Work required:
From the line that contains "field in the photo above." to the last line of the entries, write each line out exactly; include both ends and nothing else.

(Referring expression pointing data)
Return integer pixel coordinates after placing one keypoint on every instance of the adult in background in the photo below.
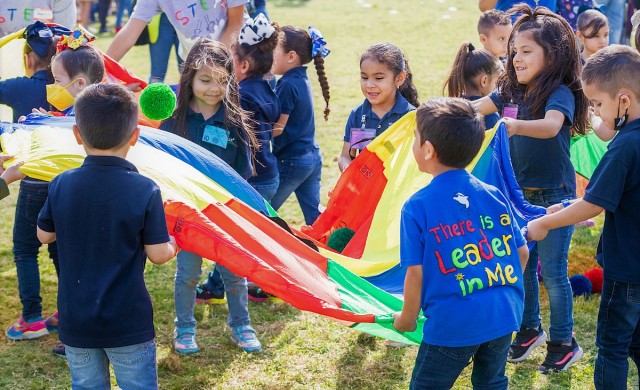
(217, 20)
(21, 13)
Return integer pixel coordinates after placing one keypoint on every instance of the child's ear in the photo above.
(134, 136)
(76, 133)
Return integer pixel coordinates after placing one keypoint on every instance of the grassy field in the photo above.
(301, 350)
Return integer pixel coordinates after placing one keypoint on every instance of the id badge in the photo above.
(360, 138)
(510, 110)
(214, 135)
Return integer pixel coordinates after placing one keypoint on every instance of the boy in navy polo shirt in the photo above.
(464, 255)
(610, 82)
(106, 218)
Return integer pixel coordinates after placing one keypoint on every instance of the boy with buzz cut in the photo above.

Answer to this problem:
Return integer pixel coordinates after placing one keypoint on every instance of the grassy field in the photo above.
(301, 350)
Return integer pixel coordinates after placing one keypoint on every instance of the id badge in the photo above.
(360, 138)
(510, 110)
(214, 135)
Return integer pixel coordinates after placing one keypoint on every instance of the boy in navy polo shirt in the photo above.
(464, 255)
(610, 82)
(106, 218)
Return integer pixel coordinates after placing one keypoint on every instance of the boy with buzz cut in the photo above.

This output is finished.